__EXTRACTED INFORMATION__
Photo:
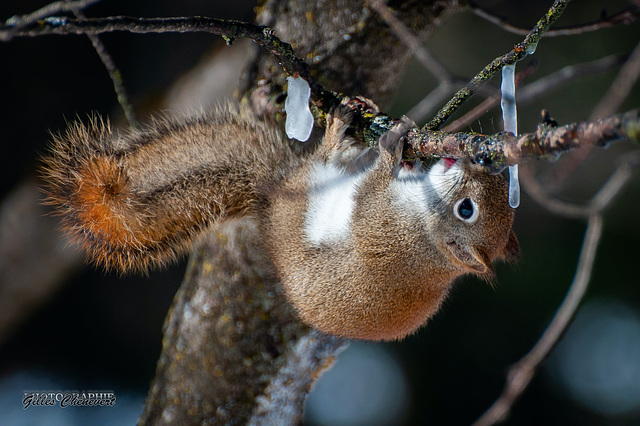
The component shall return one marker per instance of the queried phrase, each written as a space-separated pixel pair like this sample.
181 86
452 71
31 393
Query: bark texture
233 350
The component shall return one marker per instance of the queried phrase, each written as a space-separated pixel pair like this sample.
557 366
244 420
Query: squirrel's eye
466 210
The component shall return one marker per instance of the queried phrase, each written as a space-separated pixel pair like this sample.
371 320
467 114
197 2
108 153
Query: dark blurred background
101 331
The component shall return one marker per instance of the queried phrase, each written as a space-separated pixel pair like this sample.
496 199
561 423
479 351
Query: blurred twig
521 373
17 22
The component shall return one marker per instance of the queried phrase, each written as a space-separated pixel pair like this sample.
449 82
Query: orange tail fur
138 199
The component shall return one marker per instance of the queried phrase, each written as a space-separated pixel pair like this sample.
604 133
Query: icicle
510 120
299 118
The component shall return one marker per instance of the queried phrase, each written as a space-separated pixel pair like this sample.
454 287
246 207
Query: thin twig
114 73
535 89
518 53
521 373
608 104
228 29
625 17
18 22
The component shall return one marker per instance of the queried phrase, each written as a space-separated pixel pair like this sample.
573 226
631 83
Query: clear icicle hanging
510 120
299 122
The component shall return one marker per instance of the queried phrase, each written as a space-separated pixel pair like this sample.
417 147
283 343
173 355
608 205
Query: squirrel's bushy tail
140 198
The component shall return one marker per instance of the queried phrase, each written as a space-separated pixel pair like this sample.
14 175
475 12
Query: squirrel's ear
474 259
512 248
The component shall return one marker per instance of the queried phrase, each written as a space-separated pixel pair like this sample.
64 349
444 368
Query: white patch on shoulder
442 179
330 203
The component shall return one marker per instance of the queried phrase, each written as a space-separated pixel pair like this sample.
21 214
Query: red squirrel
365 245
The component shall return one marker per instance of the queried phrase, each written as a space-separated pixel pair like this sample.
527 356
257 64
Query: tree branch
--
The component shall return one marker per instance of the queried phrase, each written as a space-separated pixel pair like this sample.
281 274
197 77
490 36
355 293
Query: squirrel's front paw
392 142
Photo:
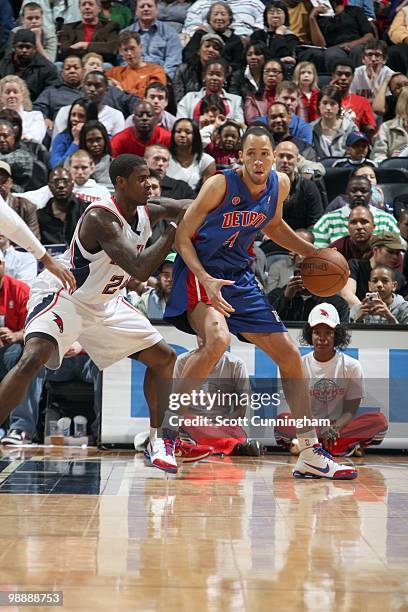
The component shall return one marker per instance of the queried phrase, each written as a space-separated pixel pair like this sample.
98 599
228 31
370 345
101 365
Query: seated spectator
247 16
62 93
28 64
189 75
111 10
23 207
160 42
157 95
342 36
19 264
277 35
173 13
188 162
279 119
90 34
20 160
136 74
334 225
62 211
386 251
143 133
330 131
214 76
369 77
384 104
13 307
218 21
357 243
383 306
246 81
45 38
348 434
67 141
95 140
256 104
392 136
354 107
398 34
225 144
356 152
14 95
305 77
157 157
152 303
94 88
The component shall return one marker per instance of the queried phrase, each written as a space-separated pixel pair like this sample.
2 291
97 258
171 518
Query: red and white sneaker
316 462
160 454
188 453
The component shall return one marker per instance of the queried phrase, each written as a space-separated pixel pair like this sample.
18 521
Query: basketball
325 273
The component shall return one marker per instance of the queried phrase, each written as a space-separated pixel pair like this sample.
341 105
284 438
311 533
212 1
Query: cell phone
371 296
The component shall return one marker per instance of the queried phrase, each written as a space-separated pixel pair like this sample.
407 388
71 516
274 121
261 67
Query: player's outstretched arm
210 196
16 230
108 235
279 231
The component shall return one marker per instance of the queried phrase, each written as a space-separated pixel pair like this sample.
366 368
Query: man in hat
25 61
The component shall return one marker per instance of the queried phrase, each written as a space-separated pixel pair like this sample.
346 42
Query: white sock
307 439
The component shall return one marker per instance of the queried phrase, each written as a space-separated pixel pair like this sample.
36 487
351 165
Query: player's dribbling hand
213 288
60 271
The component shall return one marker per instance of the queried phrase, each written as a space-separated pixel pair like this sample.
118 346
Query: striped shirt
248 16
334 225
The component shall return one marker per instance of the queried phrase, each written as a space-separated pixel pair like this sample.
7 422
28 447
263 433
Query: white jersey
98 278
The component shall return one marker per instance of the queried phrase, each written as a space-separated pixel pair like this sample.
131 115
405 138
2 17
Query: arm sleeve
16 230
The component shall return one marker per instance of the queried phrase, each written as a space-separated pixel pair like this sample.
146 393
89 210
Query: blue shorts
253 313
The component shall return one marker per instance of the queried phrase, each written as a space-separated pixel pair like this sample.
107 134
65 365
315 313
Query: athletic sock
* * *
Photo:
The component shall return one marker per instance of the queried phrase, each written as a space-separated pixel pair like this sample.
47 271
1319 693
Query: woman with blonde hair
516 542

__SHORT EXERCISE__
Select and copy each line of the records above that contains the word "icicle".

__TASK RESPONSE__
Query: icicle
Query: clear icicle hanging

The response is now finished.